:: WORK REQUIRED ::
Reproduce every line of the data below verbatim, altering no character, number, or tag.

:: RECORDS SUPPLIED ::
:::::
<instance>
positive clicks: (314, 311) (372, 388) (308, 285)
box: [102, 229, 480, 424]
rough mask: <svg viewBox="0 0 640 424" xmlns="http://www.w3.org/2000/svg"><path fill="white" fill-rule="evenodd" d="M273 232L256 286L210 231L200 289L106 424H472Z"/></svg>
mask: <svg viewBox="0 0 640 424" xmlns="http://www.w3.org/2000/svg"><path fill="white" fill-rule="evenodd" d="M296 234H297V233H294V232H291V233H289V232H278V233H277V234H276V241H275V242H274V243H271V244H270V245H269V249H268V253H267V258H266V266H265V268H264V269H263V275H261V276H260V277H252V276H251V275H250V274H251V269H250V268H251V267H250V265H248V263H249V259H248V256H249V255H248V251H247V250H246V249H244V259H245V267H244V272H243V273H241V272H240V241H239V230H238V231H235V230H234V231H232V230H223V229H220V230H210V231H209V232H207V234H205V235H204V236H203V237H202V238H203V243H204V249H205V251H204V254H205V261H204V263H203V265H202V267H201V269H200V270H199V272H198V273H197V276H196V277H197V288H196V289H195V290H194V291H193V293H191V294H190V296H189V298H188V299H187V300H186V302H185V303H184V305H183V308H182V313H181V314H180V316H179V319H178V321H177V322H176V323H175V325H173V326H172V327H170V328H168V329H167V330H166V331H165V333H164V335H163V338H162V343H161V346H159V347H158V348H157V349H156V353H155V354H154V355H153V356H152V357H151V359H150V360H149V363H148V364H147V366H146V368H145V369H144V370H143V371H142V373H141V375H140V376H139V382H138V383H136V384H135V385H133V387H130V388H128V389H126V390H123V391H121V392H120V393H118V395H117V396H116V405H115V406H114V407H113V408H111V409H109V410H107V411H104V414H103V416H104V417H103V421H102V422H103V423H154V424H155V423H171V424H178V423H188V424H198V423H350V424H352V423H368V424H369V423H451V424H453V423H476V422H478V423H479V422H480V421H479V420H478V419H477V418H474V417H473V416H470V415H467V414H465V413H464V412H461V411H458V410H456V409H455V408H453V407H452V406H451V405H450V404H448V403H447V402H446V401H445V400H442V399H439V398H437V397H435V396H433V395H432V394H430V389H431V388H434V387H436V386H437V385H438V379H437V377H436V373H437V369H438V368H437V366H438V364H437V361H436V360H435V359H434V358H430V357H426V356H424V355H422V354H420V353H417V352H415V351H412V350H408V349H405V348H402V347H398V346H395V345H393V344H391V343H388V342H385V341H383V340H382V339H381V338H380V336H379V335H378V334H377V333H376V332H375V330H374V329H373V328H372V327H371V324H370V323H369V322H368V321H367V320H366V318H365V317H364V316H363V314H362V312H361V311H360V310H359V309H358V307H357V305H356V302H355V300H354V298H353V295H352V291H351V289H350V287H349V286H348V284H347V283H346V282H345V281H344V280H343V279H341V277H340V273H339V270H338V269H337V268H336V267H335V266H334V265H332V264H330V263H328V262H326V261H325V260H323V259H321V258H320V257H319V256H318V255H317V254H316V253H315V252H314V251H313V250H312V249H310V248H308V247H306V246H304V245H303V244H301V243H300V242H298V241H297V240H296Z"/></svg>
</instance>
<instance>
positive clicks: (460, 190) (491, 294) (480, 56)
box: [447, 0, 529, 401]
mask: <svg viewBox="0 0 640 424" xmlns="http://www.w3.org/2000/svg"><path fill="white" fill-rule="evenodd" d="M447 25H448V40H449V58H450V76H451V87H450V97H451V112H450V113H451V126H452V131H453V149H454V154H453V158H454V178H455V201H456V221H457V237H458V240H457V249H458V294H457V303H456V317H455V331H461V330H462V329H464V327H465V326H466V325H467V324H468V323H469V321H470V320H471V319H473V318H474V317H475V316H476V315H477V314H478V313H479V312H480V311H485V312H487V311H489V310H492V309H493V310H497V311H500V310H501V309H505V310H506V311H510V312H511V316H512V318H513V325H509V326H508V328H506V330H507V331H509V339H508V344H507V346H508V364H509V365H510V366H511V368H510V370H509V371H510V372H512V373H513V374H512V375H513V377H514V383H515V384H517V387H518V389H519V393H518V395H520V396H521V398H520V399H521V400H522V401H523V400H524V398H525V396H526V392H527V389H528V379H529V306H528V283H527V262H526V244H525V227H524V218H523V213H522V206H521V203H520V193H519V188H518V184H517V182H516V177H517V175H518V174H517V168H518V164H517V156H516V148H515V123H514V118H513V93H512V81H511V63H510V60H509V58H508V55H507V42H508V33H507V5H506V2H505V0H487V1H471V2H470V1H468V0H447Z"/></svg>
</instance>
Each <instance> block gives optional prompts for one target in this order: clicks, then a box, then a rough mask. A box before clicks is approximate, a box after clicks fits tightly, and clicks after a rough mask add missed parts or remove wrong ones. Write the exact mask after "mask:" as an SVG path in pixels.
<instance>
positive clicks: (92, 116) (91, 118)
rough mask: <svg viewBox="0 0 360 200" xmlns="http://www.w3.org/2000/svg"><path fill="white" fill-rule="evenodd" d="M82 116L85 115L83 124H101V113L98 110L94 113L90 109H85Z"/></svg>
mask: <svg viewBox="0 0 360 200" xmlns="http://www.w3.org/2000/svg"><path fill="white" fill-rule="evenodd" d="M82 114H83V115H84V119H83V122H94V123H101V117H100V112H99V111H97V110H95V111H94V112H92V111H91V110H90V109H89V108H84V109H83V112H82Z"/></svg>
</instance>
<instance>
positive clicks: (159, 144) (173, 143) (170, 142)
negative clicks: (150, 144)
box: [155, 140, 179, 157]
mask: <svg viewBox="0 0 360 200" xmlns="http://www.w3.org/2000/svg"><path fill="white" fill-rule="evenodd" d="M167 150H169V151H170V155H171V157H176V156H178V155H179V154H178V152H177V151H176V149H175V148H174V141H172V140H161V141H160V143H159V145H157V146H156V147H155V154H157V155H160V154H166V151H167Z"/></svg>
:::::
:: RESPONSE ::
<instance>
positive clicks: (314, 311) (372, 388) (308, 285)
box: [102, 229, 480, 424]
rough mask: <svg viewBox="0 0 640 424" xmlns="http://www.w3.org/2000/svg"><path fill="white" fill-rule="evenodd" d="M273 232L256 286L210 231L200 289L106 424H472Z"/></svg>
mask: <svg viewBox="0 0 640 424" xmlns="http://www.w3.org/2000/svg"><path fill="white" fill-rule="evenodd" d="M296 234H297V233H294V232H291V233H289V232H278V233H277V234H276V241H275V242H274V243H271V244H270V245H269V249H268V253H267V258H266V266H265V268H264V269H263V275H261V276H260V277H252V276H251V275H250V274H251V269H250V268H251V267H250V265H248V263H249V259H248V256H249V255H248V251H247V250H246V249H244V259H245V267H244V272H243V273H241V272H240V241H239V230H238V231H235V230H234V231H232V230H223V229H220V230H210V231H209V232H207V234H205V235H204V236H203V237H202V238H203V243H204V249H205V251H204V254H205V261H204V263H203V265H202V267H201V269H200V270H199V272H198V273H197V276H196V277H197V288H196V289H195V290H194V291H193V293H191V294H190V296H189V298H188V299H187V300H186V302H185V303H184V305H183V308H182V313H181V314H180V316H179V319H178V321H177V322H176V323H175V325H173V326H172V327H170V328H168V329H167V330H166V331H165V333H164V335H163V338H162V343H161V346H159V347H158V348H157V349H156V353H155V354H154V355H153V356H152V357H151V359H150V360H149V363H148V364H147V366H146V368H145V369H144V370H143V371H142V373H141V375H140V376H139V382H138V383H136V384H135V385H133V387H130V388H128V389H126V390H123V391H121V392H120V393H118V395H117V396H116V405H115V406H114V407H113V408H111V409H109V410H107V411H104V414H103V416H104V417H103V421H102V422H103V423H154V424H155V423H171V424H178V423H188V424H198V423H350V424H352V423H368V424H369V423H451V424H453V423H476V422H478V423H479V422H480V421H479V420H478V419H477V418H474V417H473V416H470V415H467V414H465V413H464V412H461V411H458V410H456V409H455V408H453V407H452V406H451V405H450V404H448V403H447V402H446V401H445V400H442V399H439V398H437V397H435V396H433V395H432V394H430V389H431V388H434V387H436V386H437V385H438V379H437V377H436V373H437V369H438V368H437V366H438V364H437V361H436V360H435V359H434V358H430V357H426V356H424V355H422V354H420V353H417V352H415V351H412V350H408V349H405V348H402V347H398V346H395V345H393V344H391V343H388V342H385V341H383V340H382V339H381V338H380V336H379V335H378V334H377V333H376V332H375V330H374V329H373V328H372V327H371V324H370V323H369V322H368V321H367V320H366V318H365V317H364V316H363V314H362V312H361V311H360V310H359V309H358V307H357V305H356V302H355V300H354V298H353V295H352V291H351V289H350V287H349V286H348V284H347V283H346V282H345V281H344V280H343V279H341V277H340V273H339V270H338V269H337V268H336V267H335V266H334V265H332V264H330V263H328V262H326V261H325V260H323V259H321V258H320V257H319V256H318V255H317V254H316V253H315V252H314V251H313V250H312V249H310V248H308V247H306V246H304V245H303V244H301V243H300V242H298V241H297V240H296Z"/></svg>
</instance>
<instance>
positive clicks: (460, 190) (491, 294) (480, 56)
box: [447, 0, 529, 401]
mask: <svg viewBox="0 0 640 424" xmlns="http://www.w3.org/2000/svg"><path fill="white" fill-rule="evenodd" d="M447 25H448V40H449V58H450V76H451V87H450V97H451V112H450V113H451V126H452V131H453V149H454V154H453V158H454V178H455V201H456V221H457V237H458V240H457V249H458V294H457V303H456V317H455V331H461V330H462V329H464V327H465V326H466V325H467V324H468V323H469V321H470V320H471V319H473V318H474V317H475V316H476V315H477V314H478V313H479V312H480V311H485V312H487V311H489V310H492V309H493V310H497V311H500V310H501V309H505V310H506V311H510V312H511V316H512V318H513V325H509V326H508V328H506V330H507V331H509V339H508V344H507V346H508V364H509V365H510V366H511V368H510V370H509V371H510V372H512V373H513V374H512V375H513V377H514V383H515V384H517V387H518V389H519V393H518V395H520V396H521V398H520V399H521V400H522V401H523V400H524V398H525V396H526V392H527V389H528V379H529V306H528V283H527V262H526V244H525V227H524V218H523V213H522V206H521V203H520V193H519V188H518V184H517V182H516V177H517V175H518V174H517V168H518V164H517V156H516V148H515V123H514V118H513V93H512V81H511V63H510V60H509V58H508V55H507V42H508V33H507V5H506V2H505V0H487V1H471V2H470V1H468V0H447Z"/></svg>
</instance>
Each <instance> block gives optional prompts for one target in this order: clicks, then a box, then a rough mask. A box before clicks is approximate, a box after clicks fits tightly, and clicks after a rough mask add missed parts or remove wrong ones. Write the exact mask after "mask:" as an SVG path in pixels.
<instance>
positive clicks: (92, 116) (91, 118)
rough mask: <svg viewBox="0 0 360 200" xmlns="http://www.w3.org/2000/svg"><path fill="white" fill-rule="evenodd" d="M82 116L85 115L83 124H101V113L98 110L94 113L90 109H85Z"/></svg>
mask: <svg viewBox="0 0 360 200" xmlns="http://www.w3.org/2000/svg"><path fill="white" fill-rule="evenodd" d="M82 114H83V115H84V119H83V122H94V123H101V117H100V112H99V111H97V110H95V111H94V112H92V111H91V110H90V109H89V108H84V109H83V112H82Z"/></svg>
</instance>
<instance>
positive clicks: (159, 144) (173, 143) (170, 142)
negative clicks: (150, 144)
box: [155, 140, 179, 157]
mask: <svg viewBox="0 0 360 200" xmlns="http://www.w3.org/2000/svg"><path fill="white" fill-rule="evenodd" d="M167 150H169V151H170V155H171V157H176V156H178V155H179V154H178V152H177V151H176V149H175V148H174V141H172V140H161V141H160V143H159V145H157V146H156V147H155V154H157V155H160V154H166V151H167Z"/></svg>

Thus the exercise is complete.